*EXERCISE TASK*: In the part that opens with the line containing "row of chairs." and runs through the end of the entries, replace "Quickstart" with "Instruction" and reproduce those lines with everything else unchanged.

*RECORDS SUPPLIED*:

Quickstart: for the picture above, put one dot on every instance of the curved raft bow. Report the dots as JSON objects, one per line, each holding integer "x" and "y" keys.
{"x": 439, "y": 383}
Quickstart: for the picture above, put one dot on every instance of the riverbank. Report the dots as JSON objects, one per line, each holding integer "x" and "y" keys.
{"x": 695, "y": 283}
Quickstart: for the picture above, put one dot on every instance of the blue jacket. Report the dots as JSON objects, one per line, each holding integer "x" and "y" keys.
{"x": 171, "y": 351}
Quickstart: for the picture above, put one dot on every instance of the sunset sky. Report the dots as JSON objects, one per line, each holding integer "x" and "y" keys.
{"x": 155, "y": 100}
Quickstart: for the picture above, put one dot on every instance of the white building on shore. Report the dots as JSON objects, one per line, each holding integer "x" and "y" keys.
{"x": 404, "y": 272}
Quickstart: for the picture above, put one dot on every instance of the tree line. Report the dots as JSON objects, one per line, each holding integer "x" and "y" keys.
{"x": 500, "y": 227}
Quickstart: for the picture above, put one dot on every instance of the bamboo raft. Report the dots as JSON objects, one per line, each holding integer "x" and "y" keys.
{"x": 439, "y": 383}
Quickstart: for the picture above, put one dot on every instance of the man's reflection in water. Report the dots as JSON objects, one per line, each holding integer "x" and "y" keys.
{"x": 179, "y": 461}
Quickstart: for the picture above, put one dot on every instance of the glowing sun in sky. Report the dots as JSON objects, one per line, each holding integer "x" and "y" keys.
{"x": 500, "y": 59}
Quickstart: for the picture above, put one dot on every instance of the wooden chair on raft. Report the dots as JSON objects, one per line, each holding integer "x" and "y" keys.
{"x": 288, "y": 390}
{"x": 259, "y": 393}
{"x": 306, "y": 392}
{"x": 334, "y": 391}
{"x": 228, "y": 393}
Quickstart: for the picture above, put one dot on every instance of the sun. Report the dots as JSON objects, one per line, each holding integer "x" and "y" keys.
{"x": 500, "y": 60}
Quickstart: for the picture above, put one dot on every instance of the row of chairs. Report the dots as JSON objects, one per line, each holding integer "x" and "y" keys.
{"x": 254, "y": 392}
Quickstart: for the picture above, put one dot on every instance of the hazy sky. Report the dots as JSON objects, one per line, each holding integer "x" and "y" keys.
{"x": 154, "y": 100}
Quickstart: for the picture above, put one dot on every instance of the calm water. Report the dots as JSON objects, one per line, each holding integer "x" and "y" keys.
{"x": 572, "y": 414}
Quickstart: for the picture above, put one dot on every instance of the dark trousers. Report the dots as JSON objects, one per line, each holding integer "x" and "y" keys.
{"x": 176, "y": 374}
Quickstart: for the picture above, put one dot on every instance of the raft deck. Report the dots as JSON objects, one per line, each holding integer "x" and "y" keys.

*EXPECTED OUTPUT*:
Instruction: for the picture above, put one dot on every instance of the row of chairs. Report the dots as JSON objects, one per line, each holding integer "x" and "y" keys.
{"x": 254, "y": 392}
Instruction: for the picture above, put one dot on every instance of the hazy sky. Report the dots as JSON objects, one per line, each holding integer "x" and "y" keys.
{"x": 154, "y": 100}
Instruction: for the picture above, put one dot on every instance of the calm water. Report the dots as JSON objects, one per line, each holding integer "x" and "y" keys.
{"x": 572, "y": 414}
Instruction: for the picture above, put one dot on every instance of the dark trousers. Report the dots as JSON objects, one per line, each holding integer "x" and "y" keys.
{"x": 176, "y": 374}
Instruction: for the picture above, put one dot on every instance of the raft deck. Report the dots as JSON objects, one per line, each holding integer "x" and "y" keys.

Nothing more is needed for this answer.